• Data extracted from a collection:

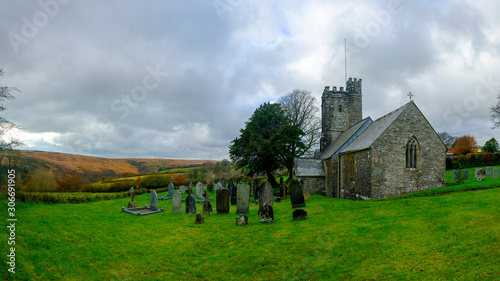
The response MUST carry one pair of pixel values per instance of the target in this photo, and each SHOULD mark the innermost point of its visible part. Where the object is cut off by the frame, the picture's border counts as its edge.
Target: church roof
(346, 138)
(373, 132)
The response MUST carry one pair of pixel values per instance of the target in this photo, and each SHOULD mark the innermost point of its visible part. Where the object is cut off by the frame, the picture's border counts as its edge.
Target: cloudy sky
(179, 79)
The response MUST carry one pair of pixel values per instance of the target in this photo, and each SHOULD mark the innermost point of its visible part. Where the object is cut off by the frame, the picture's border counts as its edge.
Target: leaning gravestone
(481, 175)
(296, 194)
(176, 202)
(265, 194)
(199, 190)
(241, 220)
(199, 219)
(266, 213)
(495, 172)
(222, 201)
(153, 201)
(190, 205)
(207, 207)
(243, 201)
(299, 214)
(170, 190)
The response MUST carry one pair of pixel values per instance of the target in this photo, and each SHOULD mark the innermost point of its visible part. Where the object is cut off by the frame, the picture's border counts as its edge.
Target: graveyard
(416, 236)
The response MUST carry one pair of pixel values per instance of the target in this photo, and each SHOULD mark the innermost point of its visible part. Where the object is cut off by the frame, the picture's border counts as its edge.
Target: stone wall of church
(355, 175)
(390, 176)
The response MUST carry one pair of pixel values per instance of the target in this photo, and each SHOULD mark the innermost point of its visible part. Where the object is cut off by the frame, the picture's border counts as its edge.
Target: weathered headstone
(170, 190)
(199, 219)
(132, 203)
(296, 194)
(495, 172)
(222, 201)
(233, 191)
(241, 220)
(190, 205)
(243, 201)
(199, 190)
(266, 213)
(207, 207)
(481, 175)
(218, 186)
(153, 201)
(176, 202)
(299, 214)
(265, 194)
(307, 193)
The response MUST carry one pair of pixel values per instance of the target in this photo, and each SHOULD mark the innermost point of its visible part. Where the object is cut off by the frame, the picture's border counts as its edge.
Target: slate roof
(372, 133)
(345, 138)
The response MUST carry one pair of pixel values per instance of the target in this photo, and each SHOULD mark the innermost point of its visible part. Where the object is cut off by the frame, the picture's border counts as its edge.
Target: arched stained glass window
(411, 153)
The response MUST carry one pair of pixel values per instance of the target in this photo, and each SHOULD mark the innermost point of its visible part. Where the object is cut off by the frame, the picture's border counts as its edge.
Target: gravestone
(233, 193)
(132, 203)
(199, 190)
(199, 219)
(190, 205)
(266, 213)
(230, 187)
(495, 172)
(299, 214)
(307, 193)
(265, 194)
(296, 194)
(153, 201)
(241, 220)
(176, 202)
(243, 201)
(207, 207)
(170, 190)
(481, 175)
(222, 201)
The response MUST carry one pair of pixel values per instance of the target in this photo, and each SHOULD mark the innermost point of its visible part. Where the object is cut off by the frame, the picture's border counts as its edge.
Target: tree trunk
(271, 179)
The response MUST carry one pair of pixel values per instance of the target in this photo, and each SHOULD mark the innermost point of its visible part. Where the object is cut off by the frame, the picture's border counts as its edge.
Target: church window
(350, 166)
(411, 153)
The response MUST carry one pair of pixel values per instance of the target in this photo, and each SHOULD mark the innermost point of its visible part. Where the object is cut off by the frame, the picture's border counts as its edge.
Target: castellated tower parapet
(340, 109)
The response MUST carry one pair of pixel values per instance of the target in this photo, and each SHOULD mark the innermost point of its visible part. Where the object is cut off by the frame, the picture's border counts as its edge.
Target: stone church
(361, 159)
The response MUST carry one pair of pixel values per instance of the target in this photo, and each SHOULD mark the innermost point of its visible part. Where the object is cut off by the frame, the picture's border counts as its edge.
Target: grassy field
(450, 237)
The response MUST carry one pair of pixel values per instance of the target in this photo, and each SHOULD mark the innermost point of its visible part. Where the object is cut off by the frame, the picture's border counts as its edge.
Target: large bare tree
(300, 107)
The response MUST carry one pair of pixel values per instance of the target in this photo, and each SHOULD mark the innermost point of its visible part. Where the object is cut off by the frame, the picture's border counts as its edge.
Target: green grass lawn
(450, 237)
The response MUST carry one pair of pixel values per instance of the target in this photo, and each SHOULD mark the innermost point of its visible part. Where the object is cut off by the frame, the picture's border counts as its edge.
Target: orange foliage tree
(465, 145)
(181, 179)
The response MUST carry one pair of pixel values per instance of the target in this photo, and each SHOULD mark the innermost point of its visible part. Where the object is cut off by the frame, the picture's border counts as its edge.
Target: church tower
(339, 110)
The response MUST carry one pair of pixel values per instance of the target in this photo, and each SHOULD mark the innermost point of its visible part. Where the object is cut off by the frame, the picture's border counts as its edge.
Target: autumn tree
(465, 145)
(491, 146)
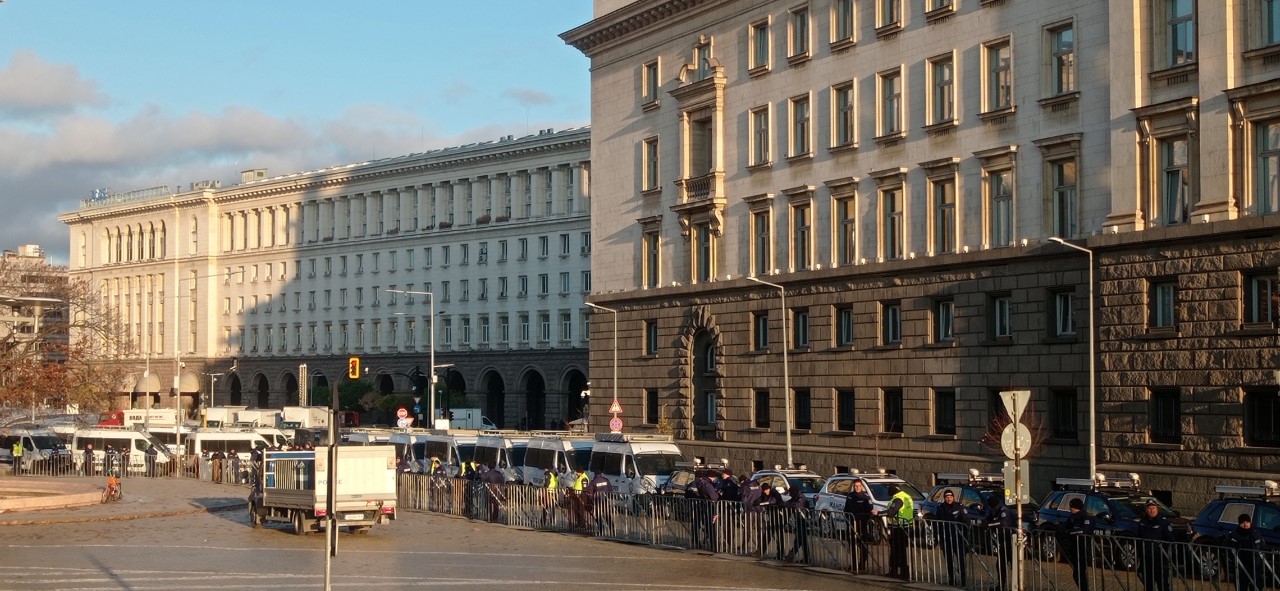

• Task: Please list each line of the records above that contains the word "church".

• Expected answer:
Target: church roof
Target: stone wall of church
Target: church window
Target: stone church
Target: church tower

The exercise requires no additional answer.